Exercise:
State the number of lines below in which the word "white" appears. Nothing else belongs in the answer.

Exercise data:

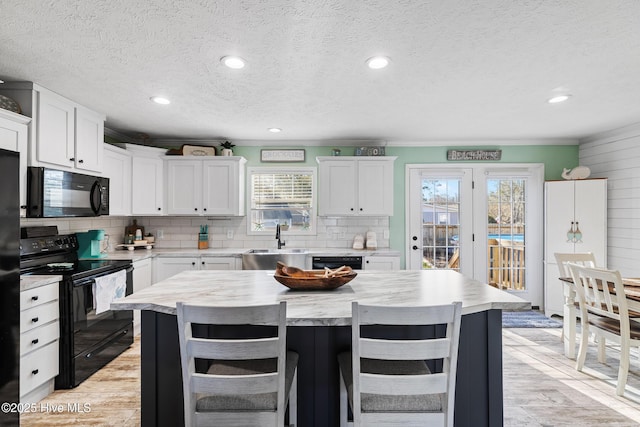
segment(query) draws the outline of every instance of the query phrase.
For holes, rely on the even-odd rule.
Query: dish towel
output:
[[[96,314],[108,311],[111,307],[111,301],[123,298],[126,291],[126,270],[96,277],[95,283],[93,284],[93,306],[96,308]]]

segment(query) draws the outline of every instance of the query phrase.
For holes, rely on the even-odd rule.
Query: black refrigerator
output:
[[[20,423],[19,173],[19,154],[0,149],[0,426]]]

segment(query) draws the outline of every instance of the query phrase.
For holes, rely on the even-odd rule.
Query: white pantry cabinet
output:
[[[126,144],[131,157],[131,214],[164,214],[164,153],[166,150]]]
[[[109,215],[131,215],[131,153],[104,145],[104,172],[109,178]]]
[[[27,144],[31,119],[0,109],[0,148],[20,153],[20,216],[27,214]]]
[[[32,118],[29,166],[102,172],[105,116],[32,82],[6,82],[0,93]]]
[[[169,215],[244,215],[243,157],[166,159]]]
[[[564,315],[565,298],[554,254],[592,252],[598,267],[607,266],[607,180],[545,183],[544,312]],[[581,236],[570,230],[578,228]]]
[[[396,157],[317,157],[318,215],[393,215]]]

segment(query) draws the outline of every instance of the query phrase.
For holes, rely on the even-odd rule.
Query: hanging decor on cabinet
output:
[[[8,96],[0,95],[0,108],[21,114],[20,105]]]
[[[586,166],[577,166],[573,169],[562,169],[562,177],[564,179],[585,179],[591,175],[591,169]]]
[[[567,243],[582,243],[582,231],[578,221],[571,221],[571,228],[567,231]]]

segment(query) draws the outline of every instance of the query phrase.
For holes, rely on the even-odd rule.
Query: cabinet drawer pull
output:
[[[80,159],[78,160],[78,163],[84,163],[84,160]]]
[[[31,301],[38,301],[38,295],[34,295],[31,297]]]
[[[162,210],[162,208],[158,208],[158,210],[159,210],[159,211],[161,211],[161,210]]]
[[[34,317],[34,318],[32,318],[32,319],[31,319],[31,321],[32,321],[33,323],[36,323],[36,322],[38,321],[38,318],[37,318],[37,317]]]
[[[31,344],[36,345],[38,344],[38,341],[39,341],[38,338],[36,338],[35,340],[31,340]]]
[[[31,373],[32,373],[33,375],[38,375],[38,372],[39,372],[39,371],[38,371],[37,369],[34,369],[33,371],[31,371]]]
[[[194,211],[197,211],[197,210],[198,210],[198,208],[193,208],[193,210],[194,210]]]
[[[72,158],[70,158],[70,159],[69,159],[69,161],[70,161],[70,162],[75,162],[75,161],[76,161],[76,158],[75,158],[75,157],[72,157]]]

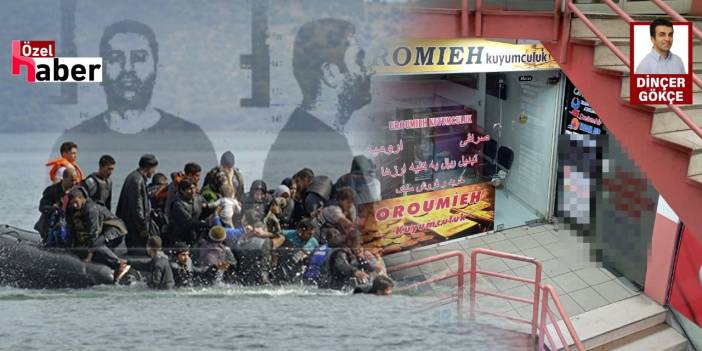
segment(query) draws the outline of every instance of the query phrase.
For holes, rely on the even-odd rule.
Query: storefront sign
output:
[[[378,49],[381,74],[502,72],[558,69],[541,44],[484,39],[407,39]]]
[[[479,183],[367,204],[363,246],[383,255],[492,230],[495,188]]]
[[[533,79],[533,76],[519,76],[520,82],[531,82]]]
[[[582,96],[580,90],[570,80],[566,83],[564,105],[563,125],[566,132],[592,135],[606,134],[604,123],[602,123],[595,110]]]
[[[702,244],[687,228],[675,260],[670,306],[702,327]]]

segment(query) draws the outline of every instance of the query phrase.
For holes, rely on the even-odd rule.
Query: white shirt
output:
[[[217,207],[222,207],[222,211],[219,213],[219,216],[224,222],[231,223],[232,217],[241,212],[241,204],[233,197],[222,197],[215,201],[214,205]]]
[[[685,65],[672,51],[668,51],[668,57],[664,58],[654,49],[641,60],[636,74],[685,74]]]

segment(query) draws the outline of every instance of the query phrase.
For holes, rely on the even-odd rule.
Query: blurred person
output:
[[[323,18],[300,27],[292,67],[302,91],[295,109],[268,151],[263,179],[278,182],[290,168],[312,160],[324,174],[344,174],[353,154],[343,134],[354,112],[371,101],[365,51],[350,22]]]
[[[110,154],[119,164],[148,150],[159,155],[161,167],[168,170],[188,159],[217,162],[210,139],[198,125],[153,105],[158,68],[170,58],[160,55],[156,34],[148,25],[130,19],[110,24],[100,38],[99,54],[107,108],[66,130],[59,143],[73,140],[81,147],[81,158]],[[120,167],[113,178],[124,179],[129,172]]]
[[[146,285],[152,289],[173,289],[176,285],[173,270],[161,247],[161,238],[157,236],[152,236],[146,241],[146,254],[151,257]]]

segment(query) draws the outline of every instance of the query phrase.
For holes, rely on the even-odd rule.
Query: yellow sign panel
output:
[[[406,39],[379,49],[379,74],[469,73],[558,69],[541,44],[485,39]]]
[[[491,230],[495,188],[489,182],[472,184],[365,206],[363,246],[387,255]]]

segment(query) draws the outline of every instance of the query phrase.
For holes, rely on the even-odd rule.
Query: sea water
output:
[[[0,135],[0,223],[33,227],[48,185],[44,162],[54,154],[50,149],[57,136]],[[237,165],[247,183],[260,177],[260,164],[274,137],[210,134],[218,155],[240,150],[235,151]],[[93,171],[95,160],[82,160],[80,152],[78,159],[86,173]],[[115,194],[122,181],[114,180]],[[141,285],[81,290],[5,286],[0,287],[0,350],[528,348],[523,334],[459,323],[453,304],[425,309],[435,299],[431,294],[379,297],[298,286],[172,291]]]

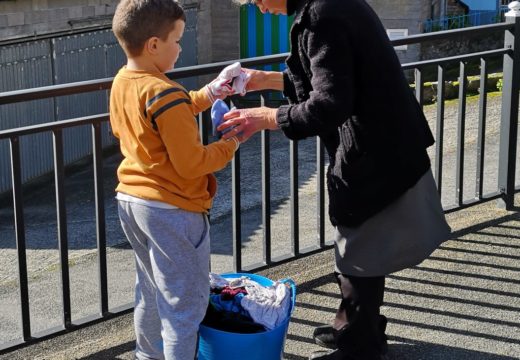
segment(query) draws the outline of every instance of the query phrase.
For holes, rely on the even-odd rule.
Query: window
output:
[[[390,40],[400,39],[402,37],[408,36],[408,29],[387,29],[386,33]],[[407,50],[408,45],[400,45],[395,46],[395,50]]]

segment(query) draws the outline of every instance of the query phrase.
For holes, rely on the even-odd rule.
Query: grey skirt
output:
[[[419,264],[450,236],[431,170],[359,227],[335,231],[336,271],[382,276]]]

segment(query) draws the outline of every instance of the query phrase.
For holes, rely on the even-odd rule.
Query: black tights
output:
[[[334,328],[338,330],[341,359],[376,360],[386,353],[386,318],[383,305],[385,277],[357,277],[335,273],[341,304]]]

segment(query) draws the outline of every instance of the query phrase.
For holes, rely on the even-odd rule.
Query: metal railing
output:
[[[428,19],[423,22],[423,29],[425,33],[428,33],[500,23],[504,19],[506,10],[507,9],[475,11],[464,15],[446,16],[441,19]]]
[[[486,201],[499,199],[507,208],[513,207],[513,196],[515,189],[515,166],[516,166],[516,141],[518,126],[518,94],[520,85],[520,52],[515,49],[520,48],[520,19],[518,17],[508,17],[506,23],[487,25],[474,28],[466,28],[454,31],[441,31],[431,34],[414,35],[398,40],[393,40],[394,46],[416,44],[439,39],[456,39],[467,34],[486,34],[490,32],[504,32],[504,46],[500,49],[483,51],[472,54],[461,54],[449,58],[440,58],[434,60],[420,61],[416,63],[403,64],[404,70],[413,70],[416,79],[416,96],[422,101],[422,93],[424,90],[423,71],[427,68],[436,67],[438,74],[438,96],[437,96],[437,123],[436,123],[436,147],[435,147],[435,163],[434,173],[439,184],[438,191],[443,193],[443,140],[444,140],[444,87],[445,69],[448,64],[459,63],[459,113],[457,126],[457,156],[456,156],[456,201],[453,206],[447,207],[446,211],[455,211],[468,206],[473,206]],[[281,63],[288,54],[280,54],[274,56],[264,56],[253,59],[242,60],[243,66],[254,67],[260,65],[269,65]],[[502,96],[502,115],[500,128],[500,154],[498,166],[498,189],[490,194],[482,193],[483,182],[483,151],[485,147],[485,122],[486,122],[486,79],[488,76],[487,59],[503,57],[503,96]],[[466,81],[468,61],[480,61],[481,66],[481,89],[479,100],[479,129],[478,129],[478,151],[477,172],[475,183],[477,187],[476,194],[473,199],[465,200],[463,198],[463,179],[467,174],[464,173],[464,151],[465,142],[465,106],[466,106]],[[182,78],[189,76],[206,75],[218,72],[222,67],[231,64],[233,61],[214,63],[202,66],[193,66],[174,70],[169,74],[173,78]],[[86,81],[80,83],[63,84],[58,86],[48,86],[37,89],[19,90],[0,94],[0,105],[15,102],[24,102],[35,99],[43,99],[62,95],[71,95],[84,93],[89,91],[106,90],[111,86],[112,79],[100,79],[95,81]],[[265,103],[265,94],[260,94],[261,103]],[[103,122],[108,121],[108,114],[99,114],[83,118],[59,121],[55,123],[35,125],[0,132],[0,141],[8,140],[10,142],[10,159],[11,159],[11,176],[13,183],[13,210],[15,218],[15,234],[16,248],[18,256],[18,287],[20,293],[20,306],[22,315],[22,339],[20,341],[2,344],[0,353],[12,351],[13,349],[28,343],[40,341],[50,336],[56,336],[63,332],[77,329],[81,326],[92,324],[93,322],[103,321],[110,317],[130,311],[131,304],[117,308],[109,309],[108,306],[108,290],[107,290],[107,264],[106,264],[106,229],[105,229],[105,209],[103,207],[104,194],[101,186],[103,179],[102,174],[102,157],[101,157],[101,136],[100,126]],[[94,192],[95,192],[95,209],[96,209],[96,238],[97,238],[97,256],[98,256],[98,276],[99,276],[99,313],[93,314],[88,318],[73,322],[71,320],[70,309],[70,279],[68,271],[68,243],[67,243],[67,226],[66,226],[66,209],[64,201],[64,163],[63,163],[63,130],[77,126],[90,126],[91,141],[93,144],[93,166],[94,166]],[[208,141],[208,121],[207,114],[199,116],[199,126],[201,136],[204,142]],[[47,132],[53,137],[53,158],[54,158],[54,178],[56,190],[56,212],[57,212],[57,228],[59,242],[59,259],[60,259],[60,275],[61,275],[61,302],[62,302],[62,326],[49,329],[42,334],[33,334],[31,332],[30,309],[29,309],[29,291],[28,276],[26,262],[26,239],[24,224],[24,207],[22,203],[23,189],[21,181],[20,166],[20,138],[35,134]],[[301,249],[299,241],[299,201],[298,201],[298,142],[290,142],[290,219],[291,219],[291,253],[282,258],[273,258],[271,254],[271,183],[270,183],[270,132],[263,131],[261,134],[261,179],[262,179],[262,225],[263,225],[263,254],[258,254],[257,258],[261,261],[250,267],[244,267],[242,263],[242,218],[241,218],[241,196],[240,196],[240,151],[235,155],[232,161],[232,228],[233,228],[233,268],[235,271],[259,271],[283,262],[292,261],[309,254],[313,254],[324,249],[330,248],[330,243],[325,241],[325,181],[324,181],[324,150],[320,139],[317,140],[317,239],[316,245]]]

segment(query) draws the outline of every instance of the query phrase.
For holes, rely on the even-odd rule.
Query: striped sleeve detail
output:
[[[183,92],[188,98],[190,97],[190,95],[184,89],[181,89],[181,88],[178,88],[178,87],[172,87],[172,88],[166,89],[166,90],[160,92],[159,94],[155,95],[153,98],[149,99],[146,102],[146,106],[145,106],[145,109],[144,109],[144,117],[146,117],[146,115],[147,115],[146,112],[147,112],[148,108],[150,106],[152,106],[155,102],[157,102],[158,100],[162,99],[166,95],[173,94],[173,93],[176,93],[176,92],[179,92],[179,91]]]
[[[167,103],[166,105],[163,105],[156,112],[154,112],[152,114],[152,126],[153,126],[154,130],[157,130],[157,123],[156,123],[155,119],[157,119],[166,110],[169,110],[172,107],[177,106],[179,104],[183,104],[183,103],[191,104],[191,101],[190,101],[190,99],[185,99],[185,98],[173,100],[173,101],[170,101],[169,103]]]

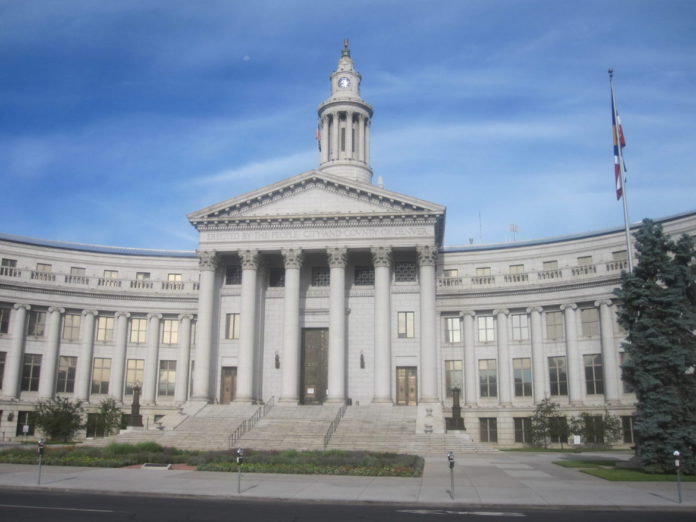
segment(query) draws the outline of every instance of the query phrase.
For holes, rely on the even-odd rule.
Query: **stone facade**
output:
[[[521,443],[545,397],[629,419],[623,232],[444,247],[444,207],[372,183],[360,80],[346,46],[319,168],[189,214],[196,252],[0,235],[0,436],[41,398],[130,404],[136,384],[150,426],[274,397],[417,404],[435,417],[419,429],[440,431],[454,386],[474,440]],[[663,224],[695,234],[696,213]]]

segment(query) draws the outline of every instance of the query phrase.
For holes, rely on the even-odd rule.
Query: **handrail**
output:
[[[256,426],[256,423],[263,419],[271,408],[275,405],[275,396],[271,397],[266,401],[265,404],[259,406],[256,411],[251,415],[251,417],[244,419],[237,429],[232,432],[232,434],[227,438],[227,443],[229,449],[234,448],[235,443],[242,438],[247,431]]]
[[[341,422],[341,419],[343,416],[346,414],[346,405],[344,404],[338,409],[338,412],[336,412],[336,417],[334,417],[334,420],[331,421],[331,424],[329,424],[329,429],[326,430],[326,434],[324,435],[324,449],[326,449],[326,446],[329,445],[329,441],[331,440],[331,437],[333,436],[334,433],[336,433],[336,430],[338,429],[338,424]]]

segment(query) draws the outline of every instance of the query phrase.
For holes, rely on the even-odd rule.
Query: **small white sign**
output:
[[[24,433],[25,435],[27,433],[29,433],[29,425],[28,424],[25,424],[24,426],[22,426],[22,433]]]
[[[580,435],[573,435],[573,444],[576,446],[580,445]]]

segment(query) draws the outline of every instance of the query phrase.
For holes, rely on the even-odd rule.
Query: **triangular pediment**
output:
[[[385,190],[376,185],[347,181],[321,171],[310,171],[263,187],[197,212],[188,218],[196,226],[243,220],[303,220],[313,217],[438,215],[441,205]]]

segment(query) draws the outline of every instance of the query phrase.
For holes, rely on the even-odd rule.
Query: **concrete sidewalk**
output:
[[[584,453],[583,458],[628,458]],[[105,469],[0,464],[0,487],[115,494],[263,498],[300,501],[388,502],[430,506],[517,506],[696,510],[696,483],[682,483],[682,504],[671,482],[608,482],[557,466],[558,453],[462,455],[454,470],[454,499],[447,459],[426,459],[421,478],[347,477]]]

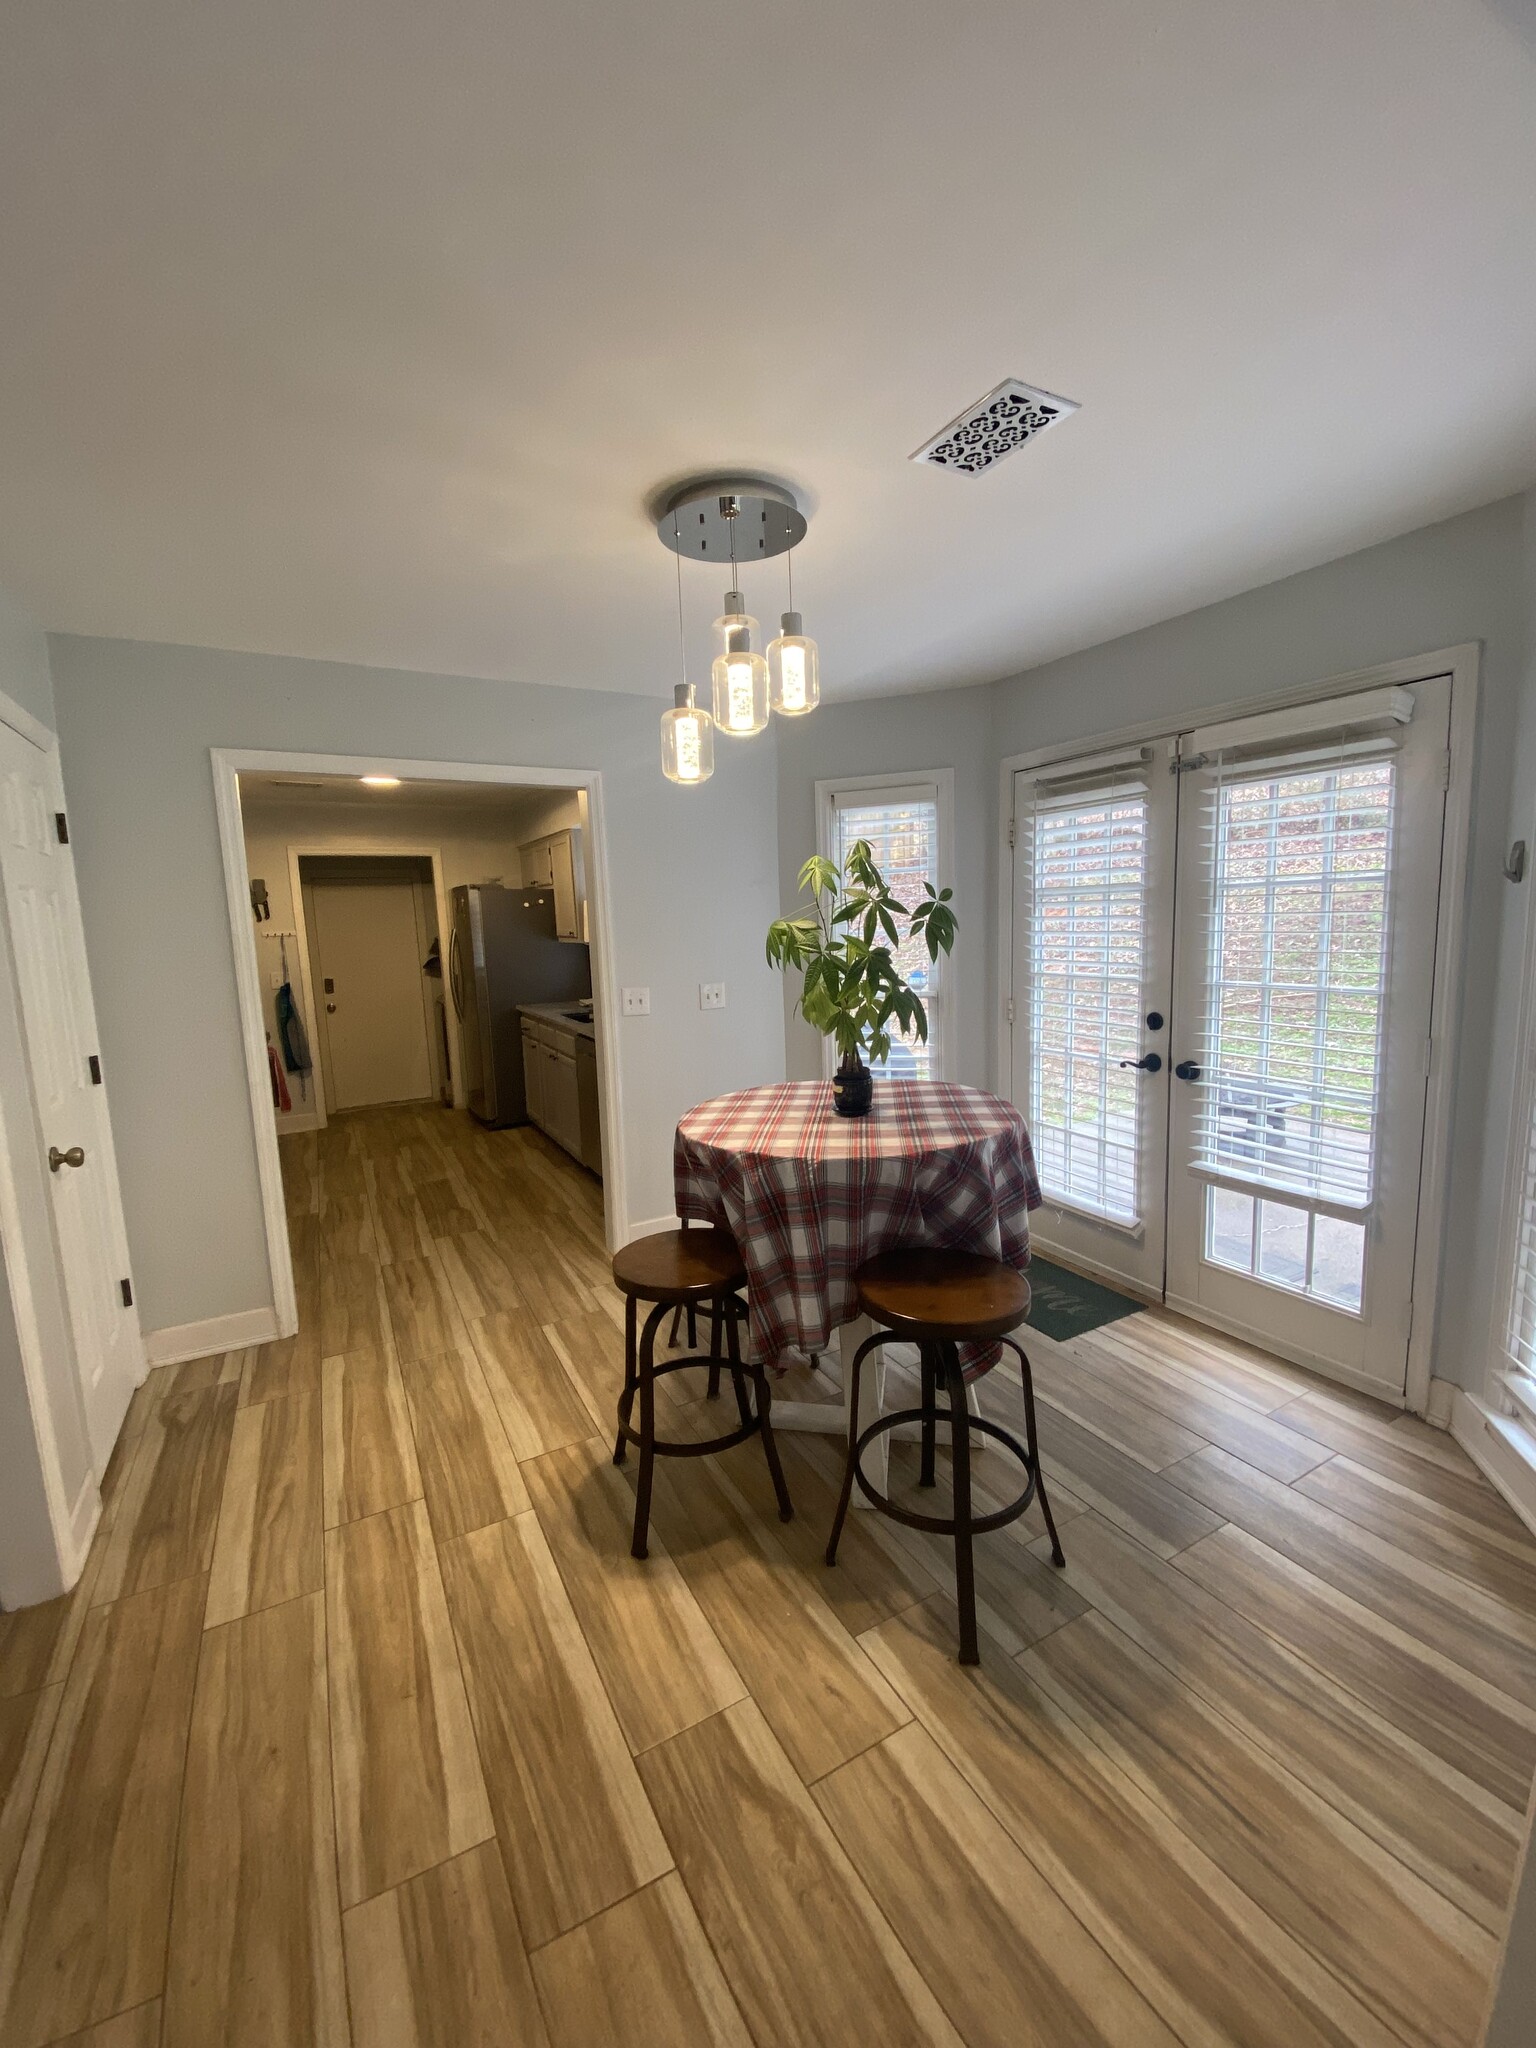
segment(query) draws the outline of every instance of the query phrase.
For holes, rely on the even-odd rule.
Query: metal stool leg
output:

Problem solution:
3